Task brief: Omitting the pictures, restate all of the entries below exactly.

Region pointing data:
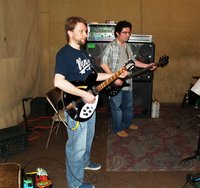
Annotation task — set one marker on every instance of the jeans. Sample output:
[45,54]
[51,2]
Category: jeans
[122,110]
[78,148]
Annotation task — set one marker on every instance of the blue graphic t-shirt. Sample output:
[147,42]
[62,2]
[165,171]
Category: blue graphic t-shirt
[73,64]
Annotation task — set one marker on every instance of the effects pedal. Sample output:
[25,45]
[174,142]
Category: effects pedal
[194,179]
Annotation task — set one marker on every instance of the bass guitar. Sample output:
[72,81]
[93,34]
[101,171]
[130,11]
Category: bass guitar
[113,89]
[76,107]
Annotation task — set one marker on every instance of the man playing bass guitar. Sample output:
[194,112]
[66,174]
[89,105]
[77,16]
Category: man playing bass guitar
[74,64]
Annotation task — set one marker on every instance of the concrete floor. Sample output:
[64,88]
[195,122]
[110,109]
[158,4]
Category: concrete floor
[53,161]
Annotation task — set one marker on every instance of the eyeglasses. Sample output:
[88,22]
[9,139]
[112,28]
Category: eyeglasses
[125,33]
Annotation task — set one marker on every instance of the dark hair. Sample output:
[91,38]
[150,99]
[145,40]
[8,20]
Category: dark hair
[122,24]
[71,22]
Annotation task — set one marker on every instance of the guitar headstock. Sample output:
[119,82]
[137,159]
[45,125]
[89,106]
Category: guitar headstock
[163,61]
[129,65]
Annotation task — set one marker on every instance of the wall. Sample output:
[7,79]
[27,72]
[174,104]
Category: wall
[32,31]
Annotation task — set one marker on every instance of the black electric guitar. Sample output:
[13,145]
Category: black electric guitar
[113,90]
[76,107]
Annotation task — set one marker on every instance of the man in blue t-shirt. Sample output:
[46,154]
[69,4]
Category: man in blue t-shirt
[74,64]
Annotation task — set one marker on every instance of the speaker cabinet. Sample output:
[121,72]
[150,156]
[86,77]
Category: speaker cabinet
[142,98]
[144,52]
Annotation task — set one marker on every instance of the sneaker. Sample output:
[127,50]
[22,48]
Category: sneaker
[86,185]
[133,127]
[122,133]
[93,166]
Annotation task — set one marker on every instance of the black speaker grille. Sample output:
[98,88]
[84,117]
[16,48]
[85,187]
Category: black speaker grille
[142,98]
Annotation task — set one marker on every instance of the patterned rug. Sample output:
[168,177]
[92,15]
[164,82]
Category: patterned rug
[159,144]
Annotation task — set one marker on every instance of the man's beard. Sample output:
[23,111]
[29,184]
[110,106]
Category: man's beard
[81,42]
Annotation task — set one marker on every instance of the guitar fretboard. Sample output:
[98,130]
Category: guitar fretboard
[109,80]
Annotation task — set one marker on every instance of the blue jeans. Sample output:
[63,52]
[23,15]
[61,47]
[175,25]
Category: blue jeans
[78,148]
[122,110]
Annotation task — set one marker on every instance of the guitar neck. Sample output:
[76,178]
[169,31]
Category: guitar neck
[109,80]
[132,75]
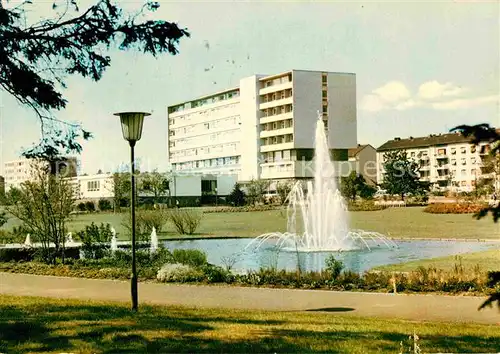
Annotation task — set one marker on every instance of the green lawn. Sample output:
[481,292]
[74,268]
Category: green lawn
[394,222]
[29,324]
[486,260]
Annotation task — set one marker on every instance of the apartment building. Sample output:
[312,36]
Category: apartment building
[264,128]
[447,161]
[18,171]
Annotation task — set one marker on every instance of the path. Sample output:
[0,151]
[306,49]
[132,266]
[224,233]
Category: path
[411,307]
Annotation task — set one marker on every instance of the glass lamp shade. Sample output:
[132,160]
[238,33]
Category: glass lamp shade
[132,124]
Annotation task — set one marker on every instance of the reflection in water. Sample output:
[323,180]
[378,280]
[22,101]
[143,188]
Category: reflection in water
[361,260]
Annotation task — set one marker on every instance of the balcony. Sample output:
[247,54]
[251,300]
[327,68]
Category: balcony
[277,117]
[277,102]
[276,132]
[275,147]
[274,88]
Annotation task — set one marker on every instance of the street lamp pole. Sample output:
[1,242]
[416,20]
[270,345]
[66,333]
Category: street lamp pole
[134,293]
[132,130]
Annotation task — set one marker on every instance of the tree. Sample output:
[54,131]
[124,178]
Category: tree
[480,133]
[283,189]
[400,174]
[256,190]
[44,206]
[36,58]
[237,196]
[155,183]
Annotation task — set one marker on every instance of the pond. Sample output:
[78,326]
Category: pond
[224,251]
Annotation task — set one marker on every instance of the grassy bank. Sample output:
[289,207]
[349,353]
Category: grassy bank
[486,260]
[29,324]
[394,222]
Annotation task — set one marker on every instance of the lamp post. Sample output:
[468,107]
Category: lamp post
[132,131]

Response:
Annotation task — set one marker on every instance of the jeans. Sample output:
[45,54]
[51,2]
Category: jeans
[122,110]
[78,148]
Annotation task — set one marker on every instance of the blue graphic t-shirt. Sample output:
[147,42]
[62,2]
[165,171]
Category: blue graphic t-shirt
[73,64]
Annotation task — set one marker on every instance of the effects pedal. Sample output:
[25,45]
[174,142]
Category: effects pedal
[194,179]
Annotation task — set one marker on every instance of the bass guitar. Sample output:
[72,81]
[93,34]
[101,171]
[130,11]
Category: bass guitar
[113,89]
[76,107]
Annotation task — set one marker on every instance of the man playing bass guitar. Sample output:
[194,112]
[66,174]
[89,105]
[77,16]
Category: man playing bass guitar
[74,64]
Annotation task — set one marker on every instance of the concrete floor. Sample output:
[64,88]
[195,122]
[110,109]
[158,4]
Category: concrete floor
[53,161]
Annotation task — set one marker on every instance of the eyeglasses. Sample output:
[88,22]
[9,139]
[112,28]
Category: eyeglasses
[125,33]
Annotation task — set one marker on every instance of the dark hair. Sample output:
[91,38]
[150,99]
[145,40]
[8,20]
Category: dark hair
[122,24]
[71,22]
Annotation task — set one marker on every instance of the guitar headstock. Sample output:
[119,82]
[137,159]
[45,125]
[89,106]
Category: guitar headstock
[163,61]
[129,65]
Annotation task — set one marker on every instance of the wall. Sample output:
[7,79]
[27,72]
[174,104]
Category: wall
[32,31]
Annotation task — set one marker on every instance of the black electric guitar. Sample output:
[13,145]
Category: black electric guitar
[113,90]
[76,107]
Annotation task — set one marker on every instance of the man in blue t-shirt. Sample output:
[46,154]
[69,4]
Category: man in blue t-shirt
[74,64]
Annotation task — set one marker on every instance of the speaker cabinet. Sample output:
[121,72]
[150,156]
[86,77]
Category: speaker cabinet
[142,98]
[144,52]
Annotation task — set one marker on every instance of the sneaker. Sample output:
[127,50]
[22,48]
Category: sneaker
[86,185]
[133,127]
[122,133]
[93,166]
Annotation task — set one marker on every instance of the black speaker grille. Sample output:
[98,88]
[84,117]
[16,48]
[85,187]
Category: black speaker grille
[142,98]
Annotation task — set one marker on every instance of the patterned rug. Sample output:
[168,177]
[92,15]
[164,82]
Category: patterned rug
[159,144]
Annotation task — set one marker on every instance of the man's beard. Sample output:
[23,111]
[29,184]
[110,106]
Category: man's beard
[81,42]
Annotation task — set one marker on every instance of the guitar fretboard. Sample output:
[98,130]
Category: guitar fretboard
[109,80]
Annotation task — set one marker on every instance of the blue jeans. Sample output:
[63,52]
[23,15]
[61,47]
[175,25]
Category: blue jeans
[78,148]
[122,110]
Annotation task — set one marker on every instance of the guitar neck. Sample output:
[76,178]
[169,31]
Category: guitar neck
[109,80]
[132,75]
Annotation task — set one marker on every instance of the green lawn. Sample output:
[481,292]
[74,268]
Category: green lawn
[394,222]
[29,324]
[486,260]
Annotation task — set one marker on every instance of the apartment building. Sample output:
[312,36]
Category: apartment building
[264,128]
[447,161]
[18,171]
Annotation task — set one marker on every instance of the path. Sample output:
[0,151]
[306,49]
[132,266]
[224,233]
Category: path
[411,307]
Annotation task — set one marker on every instance of the glass lamp shade. Sample output:
[132,160]
[238,33]
Category: glass lamp shade
[132,124]
Annotation task — set one marker on every instance of the reflection in water. Sample output:
[323,180]
[378,280]
[22,101]
[143,188]
Category: reflection in water
[361,260]
Annotation task — set one marker on every instance of the balcony. Sample output:
[247,54]
[251,300]
[327,68]
Category: balcony
[277,117]
[277,102]
[276,132]
[275,147]
[274,88]
Annotation task — set one marker on every instance of the street lamp pole. Sample output:
[1,242]
[416,20]
[270,345]
[66,333]
Category: street lamp pole
[134,293]
[132,130]
Annotation task — set one marker on every instance of the tree. Sample output:
[54,131]
[124,178]
Category: tree
[480,133]
[283,189]
[400,174]
[256,190]
[44,206]
[36,58]
[237,196]
[155,183]
Annotation task — set one marker on every instance of the pond. Sample output:
[78,326]
Category: pond
[224,251]
Annotation task — set one marker on every instance of the grassy bank. Sample output:
[289,207]
[349,353]
Category: grassy bank
[486,260]
[29,324]
[394,222]
Annotation task — set one marker on every instance of the lamp post. Sample output:
[468,107]
Category: lamp post
[132,131]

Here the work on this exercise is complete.